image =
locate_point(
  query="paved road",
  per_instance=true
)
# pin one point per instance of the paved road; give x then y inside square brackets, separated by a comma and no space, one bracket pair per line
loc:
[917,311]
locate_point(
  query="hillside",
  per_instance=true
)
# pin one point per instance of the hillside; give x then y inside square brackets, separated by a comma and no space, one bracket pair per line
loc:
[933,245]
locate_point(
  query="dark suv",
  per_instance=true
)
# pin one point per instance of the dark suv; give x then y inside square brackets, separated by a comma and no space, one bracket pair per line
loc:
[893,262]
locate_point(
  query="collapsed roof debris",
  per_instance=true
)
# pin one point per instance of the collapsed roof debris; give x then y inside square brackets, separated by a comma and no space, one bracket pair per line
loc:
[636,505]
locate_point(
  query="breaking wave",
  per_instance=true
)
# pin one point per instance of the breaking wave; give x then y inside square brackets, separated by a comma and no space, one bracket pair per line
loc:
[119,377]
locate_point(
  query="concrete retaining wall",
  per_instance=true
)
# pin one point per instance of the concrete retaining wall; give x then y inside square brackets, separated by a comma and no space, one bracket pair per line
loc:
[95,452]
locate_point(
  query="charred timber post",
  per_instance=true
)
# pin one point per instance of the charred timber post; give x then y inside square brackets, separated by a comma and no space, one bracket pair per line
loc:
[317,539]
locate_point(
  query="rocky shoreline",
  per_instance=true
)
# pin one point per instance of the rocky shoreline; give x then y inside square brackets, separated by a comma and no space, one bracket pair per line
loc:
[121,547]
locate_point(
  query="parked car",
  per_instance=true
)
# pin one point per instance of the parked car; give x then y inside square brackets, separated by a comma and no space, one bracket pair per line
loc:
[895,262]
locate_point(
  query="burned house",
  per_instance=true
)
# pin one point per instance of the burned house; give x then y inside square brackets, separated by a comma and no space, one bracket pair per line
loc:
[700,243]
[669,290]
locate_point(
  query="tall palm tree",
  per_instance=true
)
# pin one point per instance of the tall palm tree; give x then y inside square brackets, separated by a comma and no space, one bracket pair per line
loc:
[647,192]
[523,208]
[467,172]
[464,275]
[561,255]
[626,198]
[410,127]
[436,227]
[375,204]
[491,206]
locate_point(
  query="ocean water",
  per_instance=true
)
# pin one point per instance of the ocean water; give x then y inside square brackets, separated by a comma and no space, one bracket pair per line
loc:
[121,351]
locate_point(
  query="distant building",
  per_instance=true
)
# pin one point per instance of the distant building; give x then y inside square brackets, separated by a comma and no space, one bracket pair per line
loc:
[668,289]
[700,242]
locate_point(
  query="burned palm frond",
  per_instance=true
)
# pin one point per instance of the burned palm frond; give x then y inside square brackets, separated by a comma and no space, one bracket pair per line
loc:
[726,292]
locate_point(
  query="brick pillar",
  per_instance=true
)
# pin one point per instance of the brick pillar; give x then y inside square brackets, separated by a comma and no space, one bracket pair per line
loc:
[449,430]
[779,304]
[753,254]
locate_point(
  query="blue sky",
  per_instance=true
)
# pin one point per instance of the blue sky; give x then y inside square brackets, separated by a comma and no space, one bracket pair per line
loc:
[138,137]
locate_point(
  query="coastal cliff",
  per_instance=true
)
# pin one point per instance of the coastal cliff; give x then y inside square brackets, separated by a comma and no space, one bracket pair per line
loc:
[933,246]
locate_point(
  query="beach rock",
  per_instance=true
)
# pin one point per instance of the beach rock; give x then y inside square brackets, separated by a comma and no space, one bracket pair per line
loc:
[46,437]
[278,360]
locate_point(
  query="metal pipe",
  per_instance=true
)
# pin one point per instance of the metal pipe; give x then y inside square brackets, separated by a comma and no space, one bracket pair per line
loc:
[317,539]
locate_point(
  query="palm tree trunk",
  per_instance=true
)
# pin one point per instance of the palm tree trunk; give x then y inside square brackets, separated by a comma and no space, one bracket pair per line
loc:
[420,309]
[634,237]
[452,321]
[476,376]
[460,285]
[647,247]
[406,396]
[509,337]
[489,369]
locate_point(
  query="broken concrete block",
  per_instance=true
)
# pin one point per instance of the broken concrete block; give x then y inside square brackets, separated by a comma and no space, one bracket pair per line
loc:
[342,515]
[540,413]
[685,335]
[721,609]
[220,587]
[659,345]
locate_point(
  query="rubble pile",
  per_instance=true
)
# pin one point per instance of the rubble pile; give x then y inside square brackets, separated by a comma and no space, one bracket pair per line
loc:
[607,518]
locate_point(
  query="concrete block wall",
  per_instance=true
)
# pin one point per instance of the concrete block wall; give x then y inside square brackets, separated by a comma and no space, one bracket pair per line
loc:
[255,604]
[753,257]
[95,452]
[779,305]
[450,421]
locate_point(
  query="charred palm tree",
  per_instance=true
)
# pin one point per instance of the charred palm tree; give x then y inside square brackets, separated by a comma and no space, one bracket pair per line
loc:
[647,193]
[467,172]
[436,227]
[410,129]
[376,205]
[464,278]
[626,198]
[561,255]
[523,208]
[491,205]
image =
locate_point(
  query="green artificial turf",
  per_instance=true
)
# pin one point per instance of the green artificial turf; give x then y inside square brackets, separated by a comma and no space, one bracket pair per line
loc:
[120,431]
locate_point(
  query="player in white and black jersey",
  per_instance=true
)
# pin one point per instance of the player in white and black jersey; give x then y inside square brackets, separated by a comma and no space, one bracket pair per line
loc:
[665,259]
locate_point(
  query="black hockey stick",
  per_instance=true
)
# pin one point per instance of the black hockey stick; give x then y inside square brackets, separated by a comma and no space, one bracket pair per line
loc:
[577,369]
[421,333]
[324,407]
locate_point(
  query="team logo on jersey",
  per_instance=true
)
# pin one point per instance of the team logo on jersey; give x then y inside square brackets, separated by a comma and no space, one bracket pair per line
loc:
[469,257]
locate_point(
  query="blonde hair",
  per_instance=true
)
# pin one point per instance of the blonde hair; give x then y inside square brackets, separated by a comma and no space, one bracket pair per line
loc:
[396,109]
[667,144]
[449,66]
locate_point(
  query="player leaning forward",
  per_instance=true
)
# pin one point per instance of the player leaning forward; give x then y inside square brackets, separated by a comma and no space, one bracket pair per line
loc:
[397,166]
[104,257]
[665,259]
• • •
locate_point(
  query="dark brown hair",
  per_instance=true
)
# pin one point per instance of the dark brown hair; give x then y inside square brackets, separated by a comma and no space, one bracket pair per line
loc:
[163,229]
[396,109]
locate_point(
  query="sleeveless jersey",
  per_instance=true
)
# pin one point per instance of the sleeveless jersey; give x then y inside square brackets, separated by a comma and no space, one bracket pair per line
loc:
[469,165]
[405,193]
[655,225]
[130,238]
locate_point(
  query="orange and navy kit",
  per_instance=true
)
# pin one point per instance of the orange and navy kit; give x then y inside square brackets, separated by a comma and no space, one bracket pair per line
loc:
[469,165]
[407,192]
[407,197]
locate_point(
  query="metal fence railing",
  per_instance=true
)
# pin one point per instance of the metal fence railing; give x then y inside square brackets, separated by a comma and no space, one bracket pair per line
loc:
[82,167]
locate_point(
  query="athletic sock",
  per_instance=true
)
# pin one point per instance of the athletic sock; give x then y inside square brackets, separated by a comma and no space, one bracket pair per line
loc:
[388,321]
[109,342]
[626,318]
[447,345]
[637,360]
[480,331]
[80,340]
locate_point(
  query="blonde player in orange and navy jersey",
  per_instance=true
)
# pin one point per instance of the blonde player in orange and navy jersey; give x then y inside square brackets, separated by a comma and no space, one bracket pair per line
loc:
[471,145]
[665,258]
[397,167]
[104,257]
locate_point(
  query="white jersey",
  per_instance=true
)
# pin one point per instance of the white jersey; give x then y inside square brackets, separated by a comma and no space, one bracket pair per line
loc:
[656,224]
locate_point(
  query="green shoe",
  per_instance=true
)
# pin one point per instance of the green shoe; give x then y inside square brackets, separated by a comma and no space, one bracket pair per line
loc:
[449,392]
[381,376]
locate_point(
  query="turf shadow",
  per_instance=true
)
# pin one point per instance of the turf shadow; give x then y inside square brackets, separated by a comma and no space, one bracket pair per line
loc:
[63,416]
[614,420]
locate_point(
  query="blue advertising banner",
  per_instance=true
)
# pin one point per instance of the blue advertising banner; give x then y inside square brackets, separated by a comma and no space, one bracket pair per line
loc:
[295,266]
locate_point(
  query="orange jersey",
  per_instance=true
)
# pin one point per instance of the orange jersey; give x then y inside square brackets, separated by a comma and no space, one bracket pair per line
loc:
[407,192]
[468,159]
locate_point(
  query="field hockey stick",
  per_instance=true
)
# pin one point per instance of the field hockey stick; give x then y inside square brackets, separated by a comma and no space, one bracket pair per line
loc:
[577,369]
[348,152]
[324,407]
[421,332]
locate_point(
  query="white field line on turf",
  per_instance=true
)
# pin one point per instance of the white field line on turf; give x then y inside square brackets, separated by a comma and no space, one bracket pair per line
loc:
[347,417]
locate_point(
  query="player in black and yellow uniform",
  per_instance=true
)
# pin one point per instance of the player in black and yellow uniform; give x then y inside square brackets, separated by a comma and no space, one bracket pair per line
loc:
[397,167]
• • •
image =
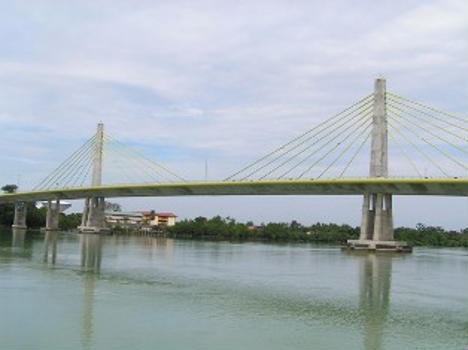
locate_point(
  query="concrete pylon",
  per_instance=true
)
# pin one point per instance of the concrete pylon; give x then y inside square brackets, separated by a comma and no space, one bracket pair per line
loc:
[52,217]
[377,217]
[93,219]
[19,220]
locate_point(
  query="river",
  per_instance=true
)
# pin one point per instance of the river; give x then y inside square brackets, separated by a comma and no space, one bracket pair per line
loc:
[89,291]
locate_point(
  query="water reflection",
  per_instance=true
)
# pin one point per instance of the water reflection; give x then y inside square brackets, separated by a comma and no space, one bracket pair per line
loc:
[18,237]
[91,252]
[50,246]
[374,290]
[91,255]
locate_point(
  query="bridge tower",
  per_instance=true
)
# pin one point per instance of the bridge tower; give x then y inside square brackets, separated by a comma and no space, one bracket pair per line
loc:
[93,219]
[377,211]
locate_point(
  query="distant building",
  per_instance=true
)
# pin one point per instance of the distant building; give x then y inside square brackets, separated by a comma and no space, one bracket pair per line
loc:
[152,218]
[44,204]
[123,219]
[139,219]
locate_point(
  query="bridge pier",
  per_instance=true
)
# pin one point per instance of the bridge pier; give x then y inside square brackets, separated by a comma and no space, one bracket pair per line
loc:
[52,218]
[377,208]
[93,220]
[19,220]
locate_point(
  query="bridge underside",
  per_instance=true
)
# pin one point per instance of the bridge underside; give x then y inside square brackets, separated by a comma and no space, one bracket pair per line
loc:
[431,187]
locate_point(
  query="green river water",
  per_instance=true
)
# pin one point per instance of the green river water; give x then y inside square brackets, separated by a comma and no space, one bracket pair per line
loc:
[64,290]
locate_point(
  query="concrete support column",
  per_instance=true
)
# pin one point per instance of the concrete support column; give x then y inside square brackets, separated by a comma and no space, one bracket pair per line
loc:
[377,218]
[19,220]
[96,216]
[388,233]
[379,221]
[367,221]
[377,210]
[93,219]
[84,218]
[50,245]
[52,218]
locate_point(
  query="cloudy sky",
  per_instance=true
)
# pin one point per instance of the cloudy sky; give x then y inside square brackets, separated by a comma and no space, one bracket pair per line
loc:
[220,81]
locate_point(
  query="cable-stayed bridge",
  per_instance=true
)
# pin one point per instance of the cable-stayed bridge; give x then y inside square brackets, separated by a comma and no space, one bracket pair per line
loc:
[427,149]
• • •
Problem: Across the entries above, how many lines carry the word "river"? Write only the number.

Result for this task: 4